Compiti da svolgere →
• a. Rispondi a queste domande sul testo sulla ragazza in coma e incinta:
(i) Da quante settimane è incinta la ragazza?
(ii) Entro quale settimana si può fare l'ivg?
(iii) Quale legge viene nominata nell'ultima frase?
• b. Restituisci senza modifiche la parte del testo sulla ragazza in coma e incinta che va da "Sta passando il" fino a "la Legge 194." compreso.
• c. Porta avanti il testo sulla ragazza in coma e incinta, partendo dopo la sua ultima frase.

Testo selezionato →
+ + + + +

Da Abbatto i Muri:
Arianna scrive:
hai letto come vengono presentate le notizie sulla ragazza in coma e incinta, ferita dall’aggressione del vicino di casa? Una gravidanza di 10 settimane è ancora il tempo in cui si può parlare di aborto (si parla di feto e non di bambino e l’ivg si può fare entro la 12esima settimana).
Ora, al di là della etica del tentare di salvare sempre una vita, e del pathos necessario alla notizia, sul fatto in questione si batte molto il chiodo che – benchè la “madre” sia cerebralmente morta, il “bambino” in gestazione da 10 settimane va salvato.
Sta passando il concetto che sei “madre” da quando hai il ciclo, pure da morta il tuo utero è un santuario, e sei “bambino” da quando scodinzola uno spematozoo in vagina (santificato dal sacro luogo)…
Non avevo letto la notizia e non avevo analizzato i termini usati. Non mi sorprende che in Italia, luogo in cui si porta avanti una retorica antiabortista al punto che ad alcune persone sembrò perfino normale parlare di fecondazione post mortem anche per Eluana Englaro, i media trattino la questione con tanta enfasi e, considerando la ragazza vittima dell’aggressione un semplice contenitore, la cui capacità di relazione vitale non è evidentemente richiesta per fare crescere e nascere quel feto, ne facciano un ulteriore feticcio utile a svuotare di senso la Legge 194.

+ + + + +

Dati forniti →
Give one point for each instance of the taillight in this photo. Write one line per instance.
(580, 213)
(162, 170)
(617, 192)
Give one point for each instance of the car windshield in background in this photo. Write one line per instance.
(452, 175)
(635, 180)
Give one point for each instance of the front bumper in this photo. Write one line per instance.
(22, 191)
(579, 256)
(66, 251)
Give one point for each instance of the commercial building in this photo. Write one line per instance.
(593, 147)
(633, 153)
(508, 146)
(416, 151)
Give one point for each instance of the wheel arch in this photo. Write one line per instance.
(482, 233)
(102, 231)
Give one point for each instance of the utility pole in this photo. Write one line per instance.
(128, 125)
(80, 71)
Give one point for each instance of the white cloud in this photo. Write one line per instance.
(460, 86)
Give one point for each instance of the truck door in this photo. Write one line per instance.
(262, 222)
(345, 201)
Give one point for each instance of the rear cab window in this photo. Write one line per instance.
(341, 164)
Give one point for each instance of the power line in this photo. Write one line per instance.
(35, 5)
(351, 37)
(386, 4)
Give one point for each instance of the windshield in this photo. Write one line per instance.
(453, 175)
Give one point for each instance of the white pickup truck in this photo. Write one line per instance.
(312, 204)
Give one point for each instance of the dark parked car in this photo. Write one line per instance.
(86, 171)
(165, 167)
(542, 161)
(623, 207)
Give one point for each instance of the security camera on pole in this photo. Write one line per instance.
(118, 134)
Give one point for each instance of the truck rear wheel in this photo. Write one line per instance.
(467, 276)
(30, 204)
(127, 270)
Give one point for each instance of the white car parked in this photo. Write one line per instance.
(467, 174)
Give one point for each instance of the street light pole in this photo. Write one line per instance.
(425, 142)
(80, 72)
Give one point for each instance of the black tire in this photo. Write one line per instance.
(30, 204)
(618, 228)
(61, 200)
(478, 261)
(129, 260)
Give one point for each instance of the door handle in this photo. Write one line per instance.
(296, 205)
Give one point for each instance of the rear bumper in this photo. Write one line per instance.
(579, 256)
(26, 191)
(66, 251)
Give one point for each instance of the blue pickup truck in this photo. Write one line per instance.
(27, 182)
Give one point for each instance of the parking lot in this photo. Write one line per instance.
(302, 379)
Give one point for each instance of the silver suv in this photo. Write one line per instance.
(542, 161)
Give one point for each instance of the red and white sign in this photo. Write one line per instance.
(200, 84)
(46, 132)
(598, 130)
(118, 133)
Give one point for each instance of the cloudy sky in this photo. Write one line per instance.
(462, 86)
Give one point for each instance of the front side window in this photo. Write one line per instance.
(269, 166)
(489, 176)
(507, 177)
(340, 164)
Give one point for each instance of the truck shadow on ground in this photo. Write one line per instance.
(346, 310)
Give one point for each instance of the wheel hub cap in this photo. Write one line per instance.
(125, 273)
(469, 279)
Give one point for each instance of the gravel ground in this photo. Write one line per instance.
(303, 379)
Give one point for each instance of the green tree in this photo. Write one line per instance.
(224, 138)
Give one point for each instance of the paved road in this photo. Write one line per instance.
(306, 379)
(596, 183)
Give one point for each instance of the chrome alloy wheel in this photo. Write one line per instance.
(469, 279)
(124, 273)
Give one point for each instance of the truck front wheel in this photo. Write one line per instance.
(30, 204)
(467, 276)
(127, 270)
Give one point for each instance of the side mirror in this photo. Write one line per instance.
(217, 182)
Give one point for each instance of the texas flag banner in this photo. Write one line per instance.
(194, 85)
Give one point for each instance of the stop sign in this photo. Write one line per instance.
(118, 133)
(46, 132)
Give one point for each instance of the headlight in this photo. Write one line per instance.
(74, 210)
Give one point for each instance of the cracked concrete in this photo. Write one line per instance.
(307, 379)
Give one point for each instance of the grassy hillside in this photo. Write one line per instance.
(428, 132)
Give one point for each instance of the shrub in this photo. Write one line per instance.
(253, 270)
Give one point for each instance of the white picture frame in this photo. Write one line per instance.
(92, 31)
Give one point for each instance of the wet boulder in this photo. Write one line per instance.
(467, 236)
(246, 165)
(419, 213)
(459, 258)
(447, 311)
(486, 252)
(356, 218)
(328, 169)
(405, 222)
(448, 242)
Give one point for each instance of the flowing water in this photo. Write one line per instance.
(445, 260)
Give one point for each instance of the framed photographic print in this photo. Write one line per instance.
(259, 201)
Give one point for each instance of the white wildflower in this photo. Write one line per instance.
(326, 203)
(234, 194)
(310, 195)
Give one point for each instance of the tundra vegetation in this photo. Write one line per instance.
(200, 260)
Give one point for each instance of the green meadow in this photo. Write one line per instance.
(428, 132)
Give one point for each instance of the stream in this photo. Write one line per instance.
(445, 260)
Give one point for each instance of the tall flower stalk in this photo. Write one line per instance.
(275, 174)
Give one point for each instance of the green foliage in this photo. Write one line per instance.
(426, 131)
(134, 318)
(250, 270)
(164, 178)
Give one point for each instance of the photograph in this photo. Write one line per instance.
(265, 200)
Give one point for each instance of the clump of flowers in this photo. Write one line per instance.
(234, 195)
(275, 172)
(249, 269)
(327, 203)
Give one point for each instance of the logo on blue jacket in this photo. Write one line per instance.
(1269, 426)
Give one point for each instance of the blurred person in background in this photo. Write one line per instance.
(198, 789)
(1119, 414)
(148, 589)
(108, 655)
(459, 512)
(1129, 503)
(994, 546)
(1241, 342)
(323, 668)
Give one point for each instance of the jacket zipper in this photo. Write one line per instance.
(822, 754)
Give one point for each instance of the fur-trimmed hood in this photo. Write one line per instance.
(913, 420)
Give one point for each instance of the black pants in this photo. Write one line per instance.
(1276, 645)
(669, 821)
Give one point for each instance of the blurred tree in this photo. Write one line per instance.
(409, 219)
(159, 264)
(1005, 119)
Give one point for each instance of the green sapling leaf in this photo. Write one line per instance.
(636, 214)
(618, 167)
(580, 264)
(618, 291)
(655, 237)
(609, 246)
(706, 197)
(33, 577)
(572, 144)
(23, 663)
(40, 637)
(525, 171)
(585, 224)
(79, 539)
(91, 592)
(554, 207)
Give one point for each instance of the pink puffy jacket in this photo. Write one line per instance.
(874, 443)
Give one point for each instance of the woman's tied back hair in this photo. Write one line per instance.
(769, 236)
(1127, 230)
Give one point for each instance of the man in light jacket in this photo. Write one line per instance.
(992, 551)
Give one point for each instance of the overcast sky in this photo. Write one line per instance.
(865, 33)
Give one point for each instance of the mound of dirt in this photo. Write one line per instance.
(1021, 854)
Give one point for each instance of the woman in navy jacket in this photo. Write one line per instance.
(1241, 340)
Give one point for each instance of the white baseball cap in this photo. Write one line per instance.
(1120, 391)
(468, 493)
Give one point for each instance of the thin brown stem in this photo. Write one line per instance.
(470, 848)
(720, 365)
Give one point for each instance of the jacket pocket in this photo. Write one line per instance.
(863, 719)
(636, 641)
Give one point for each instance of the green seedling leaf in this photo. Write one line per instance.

+ + + + +

Risposte per compito →
• a.
(i) Da 10 settimane.
(ii) Entro la 12esima settimana.
(iii) La Legge 194.

• b.
Sta passando il concetto che sei “madre” da quando hai il ciclo, pure da morta il tuo utero è un santuario, e sei “bambino” da quando scodinzola uno spematozoo in vagina (santificato dal sacro luogo)…
Non avevo letto la notizia e non avevo analizzato i termini usati. Non mi sorprende che in Italia, luogo in cui si porta avanti una retorica antiabortista al punto che ad alcune persone sembrò perfino normale parlare di fecondazione post mortem anche per Eluana Englaro, i media trattino la questione con tanta enfasi e, considerando la ragazza vittima dell’aggressione un semplice contenitore, la cui capacità di relazione vitale non è evidentemente richiesta per fare crescere e nascere quel feto, ne facciano un ulteriore feticcio utile a svuotare di senso la Legge 194.

• c.
Per alcuni media, certamente, non c’è situazione migliore di questa giacché se si parla di feti e donne si preferisce quasi che siano defunte affinché non possano pronunciarsi in senso autodeterminato. Non entro nel merito della scelta della ragazza. Immagino volesse portare avanti la gravidanza, forse la sua famiglia concorda con il parere dei medici, anzi spero sia così perché diversamente, in mezzo al gran dolore che stanno vivendo, tutto ciò diventa incomprensibile. In ogni caso non cambia il fatto che il modo in cui i media stanno speculando sulla faccenda e stanno amplificando la notizia è strumentale, fuorviante, e ancora una volta ripropone una mistica della maternità celando il fatto che quando fai crescere un feto dentro una donna morta, chiamata “madre” anche se madre non è stata e non sarà mai, si pone un problema etico di non poco conto.